- **PROVIDED PASSAGE**:
————————

When it was finally over, late on the night of Saturday, March 9, 1974, Monte Towe didn’t bother joining the celebratory net cutting. Instead, the tiny North Carolina State Wolfpack point guard sat next to the wife of his coach, Joan Sloan, and hugged her through tears.

“I felt a lot of pressure,” Towe says. “We had won almost every game we’d ever been in, but we still had to win one more to get where we wanted to go. Afterward, I was just drained by the pressure of the situation and the high level of the game.”

The level of the game was, by acclimation of those in the Atlantic Coast Conference, unparalleled. North Carolina State 103, Maryland 100, in overtime of an ACC tournament final played in a smoke-filled Greensboro Coliseum, during the days before multiple NCAA bids for the same conference, was declared by many to be the greatest men’s college basketball game ever played. It retained that gilded designation until Christian Laettner stuck a dagger in the Kentucky Wildcats in 1992. Even now, 50 years later, you can still find a few holdouts who believe that Wolfpack vs. Terrapins showdown is the true gold standard of the sport—a 203-point masterpiece in the days before the shot clock or the three-point arc.

“We couldn’t stop them,” Towe says. “They couldn’t stop us.”

NC State coach Norm Sloan celebrates after beating Maryland in the 1974 ACC tournament final.

————————

- **DIRECTION A**:
Count the lines of the records that contain the string "black", treating case as significant, and give only the number.
The records have no connection to the text about the 1974 ACC tournament final.

- **INPUT MATERIAL**:
————————

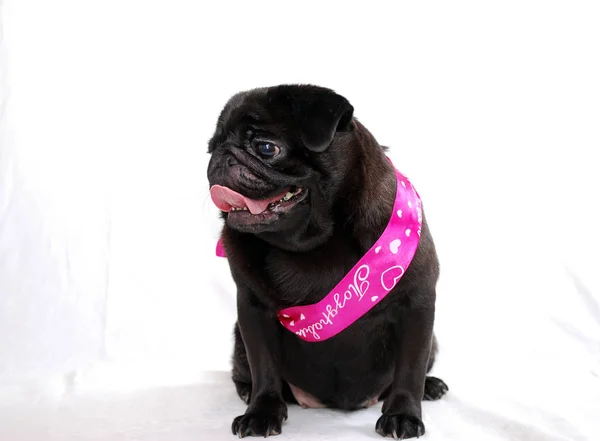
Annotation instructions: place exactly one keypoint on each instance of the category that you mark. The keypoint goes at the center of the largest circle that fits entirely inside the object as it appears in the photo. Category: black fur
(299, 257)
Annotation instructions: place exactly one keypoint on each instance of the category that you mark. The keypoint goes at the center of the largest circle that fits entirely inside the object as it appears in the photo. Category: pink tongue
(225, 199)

————————

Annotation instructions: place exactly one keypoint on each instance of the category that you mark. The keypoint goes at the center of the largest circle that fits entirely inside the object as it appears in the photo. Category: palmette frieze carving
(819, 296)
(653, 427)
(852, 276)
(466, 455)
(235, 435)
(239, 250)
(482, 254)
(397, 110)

————————

- **DIRECTION B**:
Answer these questions from the passage on the 1974 ACC tournament final:
(i) Whom did Monte Towe sit next to and hug after the game?
(ii) What was the final score, and in what period was the game decided?
(iii) In which building was the game played?

- **EXERCISE SOLUTION A**:
1

- **EXERCISE SOLUTION B**:
(i) Joan Sloan, the wife of his coach
(ii) North Carolina State 103, Maryland 100, in overtime
(iii) Greensboro Coliseum